> _TASK REQUIREMENTS_: Please output exactly the part of the records below that opens with the line containing "column 1000, row 74" and closes with the line containing "column 267, row 45", both lines included, and nothing else.

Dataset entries
#####

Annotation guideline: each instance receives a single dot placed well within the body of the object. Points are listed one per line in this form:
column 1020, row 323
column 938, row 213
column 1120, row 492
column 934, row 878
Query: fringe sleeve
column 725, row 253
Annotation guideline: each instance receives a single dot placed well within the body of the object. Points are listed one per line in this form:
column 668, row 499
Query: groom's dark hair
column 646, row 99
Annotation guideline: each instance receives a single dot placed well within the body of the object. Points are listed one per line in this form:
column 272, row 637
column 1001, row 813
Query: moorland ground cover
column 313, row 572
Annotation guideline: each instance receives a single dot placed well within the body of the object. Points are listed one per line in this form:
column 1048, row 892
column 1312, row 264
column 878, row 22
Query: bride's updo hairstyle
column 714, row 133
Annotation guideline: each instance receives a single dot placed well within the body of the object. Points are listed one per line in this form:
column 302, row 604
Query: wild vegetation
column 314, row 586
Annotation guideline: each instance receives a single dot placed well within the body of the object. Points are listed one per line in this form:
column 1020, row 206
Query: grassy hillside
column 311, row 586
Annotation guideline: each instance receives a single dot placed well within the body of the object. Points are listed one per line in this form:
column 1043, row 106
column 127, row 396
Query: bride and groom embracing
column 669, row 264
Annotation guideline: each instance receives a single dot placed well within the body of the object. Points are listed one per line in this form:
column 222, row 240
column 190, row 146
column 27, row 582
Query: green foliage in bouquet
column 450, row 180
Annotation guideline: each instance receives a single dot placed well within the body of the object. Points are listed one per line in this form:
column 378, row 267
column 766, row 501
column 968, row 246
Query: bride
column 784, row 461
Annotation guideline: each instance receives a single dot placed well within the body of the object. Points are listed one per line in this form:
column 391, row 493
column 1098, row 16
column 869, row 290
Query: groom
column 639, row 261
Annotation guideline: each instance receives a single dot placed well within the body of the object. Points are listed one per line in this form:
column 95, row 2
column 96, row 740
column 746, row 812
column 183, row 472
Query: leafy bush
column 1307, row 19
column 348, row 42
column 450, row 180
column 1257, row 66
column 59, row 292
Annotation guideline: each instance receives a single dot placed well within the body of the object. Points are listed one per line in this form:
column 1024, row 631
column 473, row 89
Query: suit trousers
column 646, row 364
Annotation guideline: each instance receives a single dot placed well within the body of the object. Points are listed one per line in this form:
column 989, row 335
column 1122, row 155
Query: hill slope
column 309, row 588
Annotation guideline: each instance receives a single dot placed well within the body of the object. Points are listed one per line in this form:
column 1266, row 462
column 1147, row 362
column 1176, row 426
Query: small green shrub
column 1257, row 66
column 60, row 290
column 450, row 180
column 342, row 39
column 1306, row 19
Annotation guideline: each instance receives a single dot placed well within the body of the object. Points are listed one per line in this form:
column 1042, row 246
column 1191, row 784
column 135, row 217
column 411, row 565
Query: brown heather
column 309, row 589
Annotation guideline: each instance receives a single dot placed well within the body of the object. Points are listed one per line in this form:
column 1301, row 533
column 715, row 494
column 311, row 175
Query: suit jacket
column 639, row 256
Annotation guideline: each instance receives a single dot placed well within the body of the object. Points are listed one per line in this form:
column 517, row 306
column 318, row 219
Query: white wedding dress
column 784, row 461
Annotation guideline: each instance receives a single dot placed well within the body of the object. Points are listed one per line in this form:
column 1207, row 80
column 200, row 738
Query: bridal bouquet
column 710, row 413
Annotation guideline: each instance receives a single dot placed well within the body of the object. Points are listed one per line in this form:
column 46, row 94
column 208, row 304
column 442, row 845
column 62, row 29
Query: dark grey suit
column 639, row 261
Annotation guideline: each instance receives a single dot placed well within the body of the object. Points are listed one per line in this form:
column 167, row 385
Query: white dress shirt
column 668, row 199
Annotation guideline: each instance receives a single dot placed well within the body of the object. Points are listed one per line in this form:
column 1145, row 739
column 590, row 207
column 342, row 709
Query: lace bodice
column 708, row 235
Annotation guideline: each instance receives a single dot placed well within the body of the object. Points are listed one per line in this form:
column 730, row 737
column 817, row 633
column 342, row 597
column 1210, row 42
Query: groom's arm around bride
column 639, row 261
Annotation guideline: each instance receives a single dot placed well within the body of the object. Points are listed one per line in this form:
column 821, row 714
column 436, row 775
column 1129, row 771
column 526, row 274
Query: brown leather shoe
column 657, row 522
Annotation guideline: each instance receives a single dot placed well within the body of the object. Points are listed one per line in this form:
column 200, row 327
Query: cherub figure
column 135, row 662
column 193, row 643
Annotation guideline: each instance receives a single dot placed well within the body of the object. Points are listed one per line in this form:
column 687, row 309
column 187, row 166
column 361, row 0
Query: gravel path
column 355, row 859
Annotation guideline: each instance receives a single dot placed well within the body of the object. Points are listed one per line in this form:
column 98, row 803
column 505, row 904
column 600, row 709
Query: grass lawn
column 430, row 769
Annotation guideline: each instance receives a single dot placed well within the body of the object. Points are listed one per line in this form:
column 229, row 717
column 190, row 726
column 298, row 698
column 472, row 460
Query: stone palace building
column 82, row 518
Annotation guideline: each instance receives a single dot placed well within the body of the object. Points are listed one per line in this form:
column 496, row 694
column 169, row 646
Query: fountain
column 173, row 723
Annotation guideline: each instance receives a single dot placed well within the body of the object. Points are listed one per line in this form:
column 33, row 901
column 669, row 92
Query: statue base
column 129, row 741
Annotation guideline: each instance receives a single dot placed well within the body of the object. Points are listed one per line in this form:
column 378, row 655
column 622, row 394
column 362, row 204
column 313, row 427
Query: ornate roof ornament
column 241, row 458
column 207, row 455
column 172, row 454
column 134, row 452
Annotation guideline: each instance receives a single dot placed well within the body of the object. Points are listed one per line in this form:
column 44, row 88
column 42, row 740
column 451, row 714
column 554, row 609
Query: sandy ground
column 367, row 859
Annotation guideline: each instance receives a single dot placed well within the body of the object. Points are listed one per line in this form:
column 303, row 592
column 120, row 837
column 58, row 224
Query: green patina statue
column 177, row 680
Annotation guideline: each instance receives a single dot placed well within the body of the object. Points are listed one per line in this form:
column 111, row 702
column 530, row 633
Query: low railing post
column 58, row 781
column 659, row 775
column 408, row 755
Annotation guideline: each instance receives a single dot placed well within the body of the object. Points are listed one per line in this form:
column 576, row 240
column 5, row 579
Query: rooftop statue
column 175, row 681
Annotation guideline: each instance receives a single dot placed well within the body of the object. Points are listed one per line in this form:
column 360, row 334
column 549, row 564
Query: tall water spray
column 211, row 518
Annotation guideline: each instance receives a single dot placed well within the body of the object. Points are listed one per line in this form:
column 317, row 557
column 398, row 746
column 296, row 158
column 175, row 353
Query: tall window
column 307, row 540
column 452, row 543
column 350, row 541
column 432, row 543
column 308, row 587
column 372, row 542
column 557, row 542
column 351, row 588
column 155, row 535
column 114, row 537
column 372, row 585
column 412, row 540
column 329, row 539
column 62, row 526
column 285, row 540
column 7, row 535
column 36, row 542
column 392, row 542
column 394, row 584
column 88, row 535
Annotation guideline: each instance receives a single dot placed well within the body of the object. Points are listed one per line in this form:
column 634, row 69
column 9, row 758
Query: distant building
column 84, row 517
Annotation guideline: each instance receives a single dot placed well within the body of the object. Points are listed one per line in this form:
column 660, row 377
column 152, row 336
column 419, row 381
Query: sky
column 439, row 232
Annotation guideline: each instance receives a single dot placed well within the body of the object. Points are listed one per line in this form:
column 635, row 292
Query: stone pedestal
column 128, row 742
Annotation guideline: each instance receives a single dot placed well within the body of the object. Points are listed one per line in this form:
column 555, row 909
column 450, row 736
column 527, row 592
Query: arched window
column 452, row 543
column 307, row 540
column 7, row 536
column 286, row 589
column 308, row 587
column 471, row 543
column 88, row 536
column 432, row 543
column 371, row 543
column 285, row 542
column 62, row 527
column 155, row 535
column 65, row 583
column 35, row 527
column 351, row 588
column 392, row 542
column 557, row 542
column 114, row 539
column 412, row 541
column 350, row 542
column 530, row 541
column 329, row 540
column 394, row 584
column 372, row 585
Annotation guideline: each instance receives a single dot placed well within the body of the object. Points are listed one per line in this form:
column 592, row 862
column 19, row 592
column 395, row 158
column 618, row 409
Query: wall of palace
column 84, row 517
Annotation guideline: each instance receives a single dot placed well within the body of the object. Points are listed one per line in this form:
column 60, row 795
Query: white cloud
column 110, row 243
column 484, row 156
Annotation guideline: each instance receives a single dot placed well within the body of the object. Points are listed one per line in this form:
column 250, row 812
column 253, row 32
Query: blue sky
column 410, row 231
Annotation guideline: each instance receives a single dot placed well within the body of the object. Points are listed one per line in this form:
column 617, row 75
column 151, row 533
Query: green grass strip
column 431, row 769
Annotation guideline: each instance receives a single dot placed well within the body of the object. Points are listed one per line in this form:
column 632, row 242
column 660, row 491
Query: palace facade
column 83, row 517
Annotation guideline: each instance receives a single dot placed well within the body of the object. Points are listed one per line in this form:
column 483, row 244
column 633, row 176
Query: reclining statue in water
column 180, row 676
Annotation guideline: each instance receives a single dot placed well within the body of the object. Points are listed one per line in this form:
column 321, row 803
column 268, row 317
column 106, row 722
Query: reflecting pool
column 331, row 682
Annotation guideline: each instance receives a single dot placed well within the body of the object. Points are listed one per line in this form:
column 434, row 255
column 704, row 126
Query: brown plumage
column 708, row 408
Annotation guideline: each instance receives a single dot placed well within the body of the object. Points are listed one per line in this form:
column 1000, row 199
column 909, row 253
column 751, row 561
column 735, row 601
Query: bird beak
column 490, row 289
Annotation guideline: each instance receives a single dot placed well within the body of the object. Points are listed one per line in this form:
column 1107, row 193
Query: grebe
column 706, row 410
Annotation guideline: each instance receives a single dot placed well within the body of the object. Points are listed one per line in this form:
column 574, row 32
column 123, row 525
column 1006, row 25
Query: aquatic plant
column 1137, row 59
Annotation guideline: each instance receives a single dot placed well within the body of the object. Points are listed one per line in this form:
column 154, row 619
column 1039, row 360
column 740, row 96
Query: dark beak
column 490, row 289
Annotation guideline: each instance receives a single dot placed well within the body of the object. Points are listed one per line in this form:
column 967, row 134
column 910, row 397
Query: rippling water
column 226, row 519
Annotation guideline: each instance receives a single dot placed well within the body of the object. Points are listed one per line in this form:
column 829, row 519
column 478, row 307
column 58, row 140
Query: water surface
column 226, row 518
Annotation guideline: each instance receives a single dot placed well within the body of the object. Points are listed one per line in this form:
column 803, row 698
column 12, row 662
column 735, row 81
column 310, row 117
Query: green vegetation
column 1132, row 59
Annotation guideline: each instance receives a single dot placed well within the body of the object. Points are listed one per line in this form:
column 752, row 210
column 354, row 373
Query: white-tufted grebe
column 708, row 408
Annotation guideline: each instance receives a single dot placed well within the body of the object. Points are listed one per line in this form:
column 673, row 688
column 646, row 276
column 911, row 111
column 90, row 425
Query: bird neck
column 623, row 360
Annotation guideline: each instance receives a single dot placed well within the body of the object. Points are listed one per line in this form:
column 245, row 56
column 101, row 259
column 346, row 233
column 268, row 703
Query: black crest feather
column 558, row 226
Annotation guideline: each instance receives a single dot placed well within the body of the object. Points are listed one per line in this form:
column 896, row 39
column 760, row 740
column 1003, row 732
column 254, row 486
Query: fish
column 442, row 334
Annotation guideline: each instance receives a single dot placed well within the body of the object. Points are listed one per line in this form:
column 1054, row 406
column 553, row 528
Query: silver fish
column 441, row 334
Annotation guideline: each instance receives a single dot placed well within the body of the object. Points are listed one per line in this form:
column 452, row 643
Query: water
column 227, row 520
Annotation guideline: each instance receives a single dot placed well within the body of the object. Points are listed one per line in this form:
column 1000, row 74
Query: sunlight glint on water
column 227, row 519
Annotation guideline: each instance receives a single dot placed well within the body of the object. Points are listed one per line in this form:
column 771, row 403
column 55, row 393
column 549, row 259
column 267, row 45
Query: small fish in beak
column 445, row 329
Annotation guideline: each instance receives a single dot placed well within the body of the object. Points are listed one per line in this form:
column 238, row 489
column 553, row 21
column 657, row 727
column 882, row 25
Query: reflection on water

#####

> _TASK OUTPUT_:
column 1000, row 74
Query: sunlight glint on water
column 227, row 519
Annotation guideline: each instance receives a single dot placed well within the body of the object. Points are listed one per line in this form:
column 771, row 403
column 55, row 393
column 549, row 259
column 267, row 45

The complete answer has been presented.